> Excerpt

At work: Attribution bias in the workplace often happens more frequently to female employees. For example, a manager might attribute a female employee’s mistake to a lack of competence, without an exploration of the circumstances surrounding the error. This assumption could then lead the manager to pay undue attention to future mistakes and minimize the employee’s achievements. Training managers to focus on and reinforce workers’ strengths helps overcome attribution bias. Poor performance can’t be ignored, but neither should it receive the greatest emphasis.
Other types of unconscious bias often encountered in the workplace may be based on gender, weight, physical attractiveness, height, names (especially those that sound foreign), or other factors. The results can harm individuals and organizations, alike, and underscore the importance of training designed to heighten bias recognition and elimination.

> Instruction A
In the excerpt on workplace bias, recast the paragraph that opens "Other types of unconscious bias" as a short list that keeps its main facts.
The rows here are separate material with no connection to the excerpt on workplace bias.

Rows from a box-labeling dataset
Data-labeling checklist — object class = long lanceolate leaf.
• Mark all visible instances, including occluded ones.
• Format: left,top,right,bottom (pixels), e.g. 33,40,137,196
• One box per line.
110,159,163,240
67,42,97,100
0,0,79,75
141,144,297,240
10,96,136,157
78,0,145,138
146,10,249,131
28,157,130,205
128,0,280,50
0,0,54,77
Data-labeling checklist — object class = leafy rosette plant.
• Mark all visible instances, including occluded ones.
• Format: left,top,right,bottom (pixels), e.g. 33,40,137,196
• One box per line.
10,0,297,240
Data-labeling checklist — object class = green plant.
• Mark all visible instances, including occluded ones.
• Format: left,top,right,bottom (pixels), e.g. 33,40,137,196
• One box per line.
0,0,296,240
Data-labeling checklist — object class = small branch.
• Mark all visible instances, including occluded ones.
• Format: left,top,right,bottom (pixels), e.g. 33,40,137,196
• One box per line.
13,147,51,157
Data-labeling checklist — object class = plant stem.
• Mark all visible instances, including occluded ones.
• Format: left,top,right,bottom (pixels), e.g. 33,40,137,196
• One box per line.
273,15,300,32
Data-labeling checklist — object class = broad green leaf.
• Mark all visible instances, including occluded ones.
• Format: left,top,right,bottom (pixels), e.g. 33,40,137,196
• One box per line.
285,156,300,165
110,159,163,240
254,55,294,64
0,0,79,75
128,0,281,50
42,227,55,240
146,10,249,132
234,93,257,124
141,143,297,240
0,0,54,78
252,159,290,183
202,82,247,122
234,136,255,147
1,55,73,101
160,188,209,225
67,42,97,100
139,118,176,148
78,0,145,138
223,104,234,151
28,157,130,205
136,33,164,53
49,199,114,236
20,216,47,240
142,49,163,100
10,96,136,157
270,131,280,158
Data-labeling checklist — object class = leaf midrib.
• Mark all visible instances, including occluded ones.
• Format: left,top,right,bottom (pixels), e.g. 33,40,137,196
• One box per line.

> Instruction B
In the rows, start at the line that has "Data-labeling checklist — object class = plant" and continue through the last row. Write out those lines again, replacing "occluded" with "partially hidden" and leaving everything else unchanged.

> Correct output A
Other common forms of unconscious bias at work may be based on:
- gender
- weight
- physical attractiveness
- height
- names, especially those that sound foreign
- other factors

Effects:
- They can harm both individuals and organizations.
- They underscore the importance of training that heightens bias recognition and elimination.

> Correct output B
Data-labeling checklist — object class = plant stem.
• Mark all visible instances, including partially hidden ones.
• Format: left,top,right,bottom (pixels), e.g. 33,40,137,196
• One box per line.
273,15,300,32
Data-labeling checklist — object class = broad green leaf.
• Mark all visible instances, including partially hidden ones.
• Format: left,top,right,bottom (pixels), e.g. 33,40,137,196
• One box per line.
285,156,300,165
110,159,163,240
254,55,294,64
0,0,79,75
128,0,281,50
42,227,55,240
146,10,249,132
234,93,257,124
141,143,297,240
0,0,54,78
252,159,290,183
202,82,247,122
234,136,255,147
1,55,73,101
160,188,209,225
67,42,97,100
139,118,176,148
78,0,145,138
223,104,234,151
28,157,130,205
136,33,164,53
49,199,114,236
20,216,47,240
142,49,163,100
10,96,136,157
270,131,280,158
Data-labeling checklist — object class = leaf midrib.
• Mark all visible instances, including partially hidden ones.
• Format: left,top,right,bottom (pixels), e.g. 33,40,137,196
• One box per line.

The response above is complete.